DATA SHOWN:
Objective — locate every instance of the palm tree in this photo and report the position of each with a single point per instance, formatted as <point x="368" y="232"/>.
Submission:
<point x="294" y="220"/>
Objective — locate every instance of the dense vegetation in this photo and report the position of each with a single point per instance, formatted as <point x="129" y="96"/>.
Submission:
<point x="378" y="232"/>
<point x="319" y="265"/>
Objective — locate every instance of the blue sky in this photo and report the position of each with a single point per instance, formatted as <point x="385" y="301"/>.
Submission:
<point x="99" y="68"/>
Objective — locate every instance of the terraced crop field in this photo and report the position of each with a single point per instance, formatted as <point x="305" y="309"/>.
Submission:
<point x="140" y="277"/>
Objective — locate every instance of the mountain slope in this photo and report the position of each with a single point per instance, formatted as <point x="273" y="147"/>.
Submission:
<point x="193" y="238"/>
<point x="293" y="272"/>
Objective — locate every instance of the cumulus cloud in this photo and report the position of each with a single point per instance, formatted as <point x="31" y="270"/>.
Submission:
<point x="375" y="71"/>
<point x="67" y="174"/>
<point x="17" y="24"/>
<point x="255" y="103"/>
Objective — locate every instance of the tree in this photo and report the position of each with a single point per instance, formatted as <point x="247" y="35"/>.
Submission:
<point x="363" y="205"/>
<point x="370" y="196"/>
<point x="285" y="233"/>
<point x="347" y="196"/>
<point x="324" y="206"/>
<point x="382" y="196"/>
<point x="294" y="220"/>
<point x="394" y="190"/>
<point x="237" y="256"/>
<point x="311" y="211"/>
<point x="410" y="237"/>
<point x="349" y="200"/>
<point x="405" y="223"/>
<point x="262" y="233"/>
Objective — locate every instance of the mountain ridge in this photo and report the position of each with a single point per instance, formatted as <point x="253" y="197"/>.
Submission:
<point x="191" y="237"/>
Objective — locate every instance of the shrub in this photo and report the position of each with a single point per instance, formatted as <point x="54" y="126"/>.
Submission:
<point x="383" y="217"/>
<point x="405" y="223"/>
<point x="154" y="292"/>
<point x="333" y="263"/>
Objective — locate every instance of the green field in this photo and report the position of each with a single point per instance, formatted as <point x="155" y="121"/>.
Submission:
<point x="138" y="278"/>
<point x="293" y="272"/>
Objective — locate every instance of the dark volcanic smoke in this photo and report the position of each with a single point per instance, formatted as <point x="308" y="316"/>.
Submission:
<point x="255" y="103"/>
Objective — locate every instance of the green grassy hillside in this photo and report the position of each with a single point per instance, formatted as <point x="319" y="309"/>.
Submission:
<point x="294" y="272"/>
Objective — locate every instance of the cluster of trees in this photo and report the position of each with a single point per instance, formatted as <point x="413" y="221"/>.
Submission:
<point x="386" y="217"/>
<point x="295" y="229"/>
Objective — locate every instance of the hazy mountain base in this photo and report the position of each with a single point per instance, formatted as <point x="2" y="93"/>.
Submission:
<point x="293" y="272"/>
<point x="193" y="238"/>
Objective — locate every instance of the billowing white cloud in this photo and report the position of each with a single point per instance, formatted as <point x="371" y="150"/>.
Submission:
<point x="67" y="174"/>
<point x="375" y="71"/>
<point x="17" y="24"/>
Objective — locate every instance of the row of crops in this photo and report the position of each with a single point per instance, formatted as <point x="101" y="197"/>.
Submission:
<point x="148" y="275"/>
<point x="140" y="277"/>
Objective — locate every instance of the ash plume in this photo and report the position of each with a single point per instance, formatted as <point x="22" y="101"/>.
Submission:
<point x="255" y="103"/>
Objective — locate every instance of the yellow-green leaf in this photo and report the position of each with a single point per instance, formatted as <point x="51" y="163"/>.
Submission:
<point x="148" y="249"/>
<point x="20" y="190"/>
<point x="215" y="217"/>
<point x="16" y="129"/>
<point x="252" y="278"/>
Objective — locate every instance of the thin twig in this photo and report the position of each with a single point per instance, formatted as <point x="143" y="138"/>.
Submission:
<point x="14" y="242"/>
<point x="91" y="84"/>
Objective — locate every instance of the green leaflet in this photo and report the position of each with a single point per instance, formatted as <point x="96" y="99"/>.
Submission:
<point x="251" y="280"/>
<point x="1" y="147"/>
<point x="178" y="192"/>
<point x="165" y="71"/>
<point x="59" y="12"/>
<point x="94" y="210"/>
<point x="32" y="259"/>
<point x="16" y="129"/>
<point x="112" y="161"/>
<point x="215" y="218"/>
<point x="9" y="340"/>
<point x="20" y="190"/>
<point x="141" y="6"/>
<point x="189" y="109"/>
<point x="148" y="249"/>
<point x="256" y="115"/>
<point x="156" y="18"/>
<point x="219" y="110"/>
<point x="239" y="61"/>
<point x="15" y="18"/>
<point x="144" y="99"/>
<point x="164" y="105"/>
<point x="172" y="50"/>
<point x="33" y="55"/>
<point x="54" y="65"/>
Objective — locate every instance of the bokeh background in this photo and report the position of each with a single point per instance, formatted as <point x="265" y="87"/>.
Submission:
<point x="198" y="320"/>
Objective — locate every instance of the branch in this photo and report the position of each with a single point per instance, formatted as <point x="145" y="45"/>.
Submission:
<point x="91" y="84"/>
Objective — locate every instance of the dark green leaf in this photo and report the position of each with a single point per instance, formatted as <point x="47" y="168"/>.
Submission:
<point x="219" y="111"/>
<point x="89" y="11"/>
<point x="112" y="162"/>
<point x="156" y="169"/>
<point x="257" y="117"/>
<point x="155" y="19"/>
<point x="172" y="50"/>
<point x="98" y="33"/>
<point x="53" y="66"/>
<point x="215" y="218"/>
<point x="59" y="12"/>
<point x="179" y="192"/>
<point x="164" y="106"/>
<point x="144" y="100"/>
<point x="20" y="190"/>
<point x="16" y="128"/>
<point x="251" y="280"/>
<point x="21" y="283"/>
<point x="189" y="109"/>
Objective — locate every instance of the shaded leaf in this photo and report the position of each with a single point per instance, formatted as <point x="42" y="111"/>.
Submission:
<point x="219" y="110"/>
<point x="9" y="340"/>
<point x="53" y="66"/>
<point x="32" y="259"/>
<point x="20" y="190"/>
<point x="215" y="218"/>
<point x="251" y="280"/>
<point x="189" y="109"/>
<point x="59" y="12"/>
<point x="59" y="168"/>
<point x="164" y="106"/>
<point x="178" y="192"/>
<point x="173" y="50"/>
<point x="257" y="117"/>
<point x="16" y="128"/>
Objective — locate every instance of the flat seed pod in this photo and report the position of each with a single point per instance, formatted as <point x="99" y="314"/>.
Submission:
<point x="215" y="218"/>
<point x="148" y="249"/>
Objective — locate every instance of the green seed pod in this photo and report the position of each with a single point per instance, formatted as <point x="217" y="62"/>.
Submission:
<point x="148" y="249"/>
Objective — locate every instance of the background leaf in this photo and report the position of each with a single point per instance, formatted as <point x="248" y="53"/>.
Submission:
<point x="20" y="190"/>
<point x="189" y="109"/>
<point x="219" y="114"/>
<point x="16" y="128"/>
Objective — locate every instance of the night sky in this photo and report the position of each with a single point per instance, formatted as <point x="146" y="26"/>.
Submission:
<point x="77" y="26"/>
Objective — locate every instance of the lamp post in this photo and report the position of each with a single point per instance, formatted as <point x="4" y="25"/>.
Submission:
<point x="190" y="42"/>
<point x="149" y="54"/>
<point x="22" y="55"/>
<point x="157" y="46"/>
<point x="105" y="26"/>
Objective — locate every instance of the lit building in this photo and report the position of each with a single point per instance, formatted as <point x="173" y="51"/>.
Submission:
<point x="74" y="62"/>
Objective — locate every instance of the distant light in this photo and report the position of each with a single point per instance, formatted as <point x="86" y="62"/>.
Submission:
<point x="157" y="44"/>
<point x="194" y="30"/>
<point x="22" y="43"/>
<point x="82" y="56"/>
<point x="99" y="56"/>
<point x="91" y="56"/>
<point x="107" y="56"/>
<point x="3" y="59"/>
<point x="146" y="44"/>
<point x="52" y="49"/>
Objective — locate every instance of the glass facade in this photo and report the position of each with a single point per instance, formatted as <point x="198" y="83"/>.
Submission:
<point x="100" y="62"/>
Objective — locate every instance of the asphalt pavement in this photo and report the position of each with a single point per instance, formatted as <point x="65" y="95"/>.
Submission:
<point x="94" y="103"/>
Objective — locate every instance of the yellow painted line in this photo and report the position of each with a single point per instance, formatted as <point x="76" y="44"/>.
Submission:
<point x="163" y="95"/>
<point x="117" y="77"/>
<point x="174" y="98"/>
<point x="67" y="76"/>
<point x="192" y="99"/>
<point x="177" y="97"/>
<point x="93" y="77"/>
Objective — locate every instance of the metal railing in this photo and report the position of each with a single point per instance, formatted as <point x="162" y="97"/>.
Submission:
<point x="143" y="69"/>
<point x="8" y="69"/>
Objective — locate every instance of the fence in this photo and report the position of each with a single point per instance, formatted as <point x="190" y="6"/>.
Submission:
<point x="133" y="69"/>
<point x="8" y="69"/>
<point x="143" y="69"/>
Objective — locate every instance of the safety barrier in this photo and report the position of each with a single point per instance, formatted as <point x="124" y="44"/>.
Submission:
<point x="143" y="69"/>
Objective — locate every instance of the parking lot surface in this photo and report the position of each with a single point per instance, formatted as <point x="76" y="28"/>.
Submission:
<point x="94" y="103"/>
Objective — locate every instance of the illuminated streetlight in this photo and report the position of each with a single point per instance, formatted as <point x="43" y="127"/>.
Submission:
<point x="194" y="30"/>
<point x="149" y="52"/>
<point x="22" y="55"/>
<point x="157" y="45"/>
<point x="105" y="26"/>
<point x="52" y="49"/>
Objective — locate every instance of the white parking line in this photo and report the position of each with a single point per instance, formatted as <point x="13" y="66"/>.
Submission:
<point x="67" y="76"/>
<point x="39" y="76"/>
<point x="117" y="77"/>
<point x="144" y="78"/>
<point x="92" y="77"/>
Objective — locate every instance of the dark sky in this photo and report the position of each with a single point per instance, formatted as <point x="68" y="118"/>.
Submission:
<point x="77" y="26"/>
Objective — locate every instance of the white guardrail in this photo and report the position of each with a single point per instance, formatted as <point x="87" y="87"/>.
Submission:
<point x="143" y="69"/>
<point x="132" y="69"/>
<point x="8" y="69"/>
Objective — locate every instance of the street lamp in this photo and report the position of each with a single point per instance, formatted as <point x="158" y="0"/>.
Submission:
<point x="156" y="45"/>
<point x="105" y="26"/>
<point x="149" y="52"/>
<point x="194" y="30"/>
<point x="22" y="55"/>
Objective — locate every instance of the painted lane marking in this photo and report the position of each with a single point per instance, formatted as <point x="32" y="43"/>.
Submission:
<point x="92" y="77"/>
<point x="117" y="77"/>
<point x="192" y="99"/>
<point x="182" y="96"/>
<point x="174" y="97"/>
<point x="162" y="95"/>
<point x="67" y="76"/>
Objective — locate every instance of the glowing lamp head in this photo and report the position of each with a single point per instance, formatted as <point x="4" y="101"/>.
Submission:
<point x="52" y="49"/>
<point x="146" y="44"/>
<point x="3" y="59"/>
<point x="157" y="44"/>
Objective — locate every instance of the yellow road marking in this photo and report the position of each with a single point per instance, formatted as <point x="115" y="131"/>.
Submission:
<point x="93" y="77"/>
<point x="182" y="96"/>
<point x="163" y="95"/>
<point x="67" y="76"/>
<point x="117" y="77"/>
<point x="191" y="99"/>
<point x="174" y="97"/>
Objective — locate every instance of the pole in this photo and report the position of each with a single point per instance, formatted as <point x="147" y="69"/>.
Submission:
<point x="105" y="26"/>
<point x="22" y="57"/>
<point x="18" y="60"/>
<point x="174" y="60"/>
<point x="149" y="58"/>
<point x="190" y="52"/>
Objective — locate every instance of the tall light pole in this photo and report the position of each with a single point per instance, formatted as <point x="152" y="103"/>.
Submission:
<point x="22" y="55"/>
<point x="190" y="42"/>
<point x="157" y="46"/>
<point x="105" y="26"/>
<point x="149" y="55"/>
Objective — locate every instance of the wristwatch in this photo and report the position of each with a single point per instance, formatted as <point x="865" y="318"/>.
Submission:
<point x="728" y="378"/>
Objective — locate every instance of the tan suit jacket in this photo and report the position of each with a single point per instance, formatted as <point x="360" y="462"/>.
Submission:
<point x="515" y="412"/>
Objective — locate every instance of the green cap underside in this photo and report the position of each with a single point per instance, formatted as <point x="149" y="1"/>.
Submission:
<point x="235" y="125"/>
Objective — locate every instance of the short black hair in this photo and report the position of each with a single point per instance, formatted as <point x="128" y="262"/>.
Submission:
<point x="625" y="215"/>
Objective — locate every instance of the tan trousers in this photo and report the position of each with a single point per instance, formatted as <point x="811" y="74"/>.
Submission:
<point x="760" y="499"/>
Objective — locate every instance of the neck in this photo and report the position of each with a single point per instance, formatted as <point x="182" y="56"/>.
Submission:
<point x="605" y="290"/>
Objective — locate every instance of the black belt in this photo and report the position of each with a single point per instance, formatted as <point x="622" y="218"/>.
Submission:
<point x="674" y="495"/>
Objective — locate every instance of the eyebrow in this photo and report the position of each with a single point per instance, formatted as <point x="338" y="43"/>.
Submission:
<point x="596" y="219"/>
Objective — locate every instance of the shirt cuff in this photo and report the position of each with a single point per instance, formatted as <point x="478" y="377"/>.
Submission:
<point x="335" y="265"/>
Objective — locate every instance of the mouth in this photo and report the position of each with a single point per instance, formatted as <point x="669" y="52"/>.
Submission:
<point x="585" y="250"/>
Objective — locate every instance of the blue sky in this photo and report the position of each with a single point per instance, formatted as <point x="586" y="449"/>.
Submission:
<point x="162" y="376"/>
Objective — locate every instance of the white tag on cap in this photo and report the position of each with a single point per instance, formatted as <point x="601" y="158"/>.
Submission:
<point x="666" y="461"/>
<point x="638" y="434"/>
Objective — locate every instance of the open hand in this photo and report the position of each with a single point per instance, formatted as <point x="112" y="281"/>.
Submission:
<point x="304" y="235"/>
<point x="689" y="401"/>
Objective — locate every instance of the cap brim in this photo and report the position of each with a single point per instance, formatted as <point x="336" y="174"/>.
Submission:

WHAT IS NEEDED:
An exact copy of the lines above between the line holding "Objective — locate every instance of the cluster" and the line holding "Objective — locate every instance of the ash", inclusive, is the whole answer.

TASK ANSWER:
Objective — locate every instance of the cluster of trees in this photo and report the position of each with a single point per instance, formatted as <point x="413" y="221"/>.
Submission:
<point x="386" y="217"/>
<point x="295" y="229"/>
Objective — locate every instance of the hazy mountain base in this photo and report the position of each with a single point per instance, formatted as <point x="2" y="93"/>.
Submission:
<point x="293" y="272"/>
<point x="193" y="238"/>
Objective — locate every instance of the billowing white cloud in this photo and report the position of each with a single point per instance, formatted as <point x="371" y="150"/>.
Submission:
<point x="67" y="174"/>
<point x="375" y="71"/>
<point x="17" y="24"/>
Objective — locate every instance of the row of crops in this photo and report the position of each with a single point per instance, formatted as <point x="101" y="197"/>.
Submission:
<point x="148" y="275"/>
<point x="140" y="277"/>
Objective — locate every instance of the ash plume in this photo and report the position of each with a single point per instance, formatted as <point x="22" y="101"/>.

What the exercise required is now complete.